Extract every line of the items below and reproduce each one without any change.

Named-object pointing records
++++++++++
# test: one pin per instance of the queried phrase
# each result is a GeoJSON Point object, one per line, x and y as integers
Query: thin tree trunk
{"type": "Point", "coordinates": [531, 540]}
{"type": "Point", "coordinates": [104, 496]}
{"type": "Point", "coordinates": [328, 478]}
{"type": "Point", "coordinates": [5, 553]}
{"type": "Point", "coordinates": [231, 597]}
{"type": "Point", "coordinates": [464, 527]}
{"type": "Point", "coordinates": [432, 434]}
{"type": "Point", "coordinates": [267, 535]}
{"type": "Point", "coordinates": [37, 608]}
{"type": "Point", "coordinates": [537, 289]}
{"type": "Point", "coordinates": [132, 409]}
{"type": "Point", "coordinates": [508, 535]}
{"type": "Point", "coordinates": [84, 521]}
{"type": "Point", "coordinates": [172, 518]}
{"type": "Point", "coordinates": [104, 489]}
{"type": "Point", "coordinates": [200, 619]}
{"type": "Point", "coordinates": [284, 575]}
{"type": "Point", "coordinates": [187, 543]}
++++++++++
- [TASK SOLUTION]:
# test: one pin per instance of the queried phrase
# each result is a GeoJSON Point object, one per line, x and y as integers
Query: thin tree trunk
{"type": "Point", "coordinates": [531, 540]}
{"type": "Point", "coordinates": [104, 496]}
{"type": "Point", "coordinates": [328, 478]}
{"type": "Point", "coordinates": [5, 553]}
{"type": "Point", "coordinates": [231, 597]}
{"type": "Point", "coordinates": [464, 527]}
{"type": "Point", "coordinates": [432, 434]}
{"type": "Point", "coordinates": [267, 535]}
{"type": "Point", "coordinates": [37, 608]}
{"type": "Point", "coordinates": [537, 289]}
{"type": "Point", "coordinates": [132, 409]}
{"type": "Point", "coordinates": [508, 535]}
{"type": "Point", "coordinates": [84, 521]}
{"type": "Point", "coordinates": [172, 518]}
{"type": "Point", "coordinates": [104, 489]}
{"type": "Point", "coordinates": [200, 619]}
{"type": "Point", "coordinates": [284, 575]}
{"type": "Point", "coordinates": [187, 543]}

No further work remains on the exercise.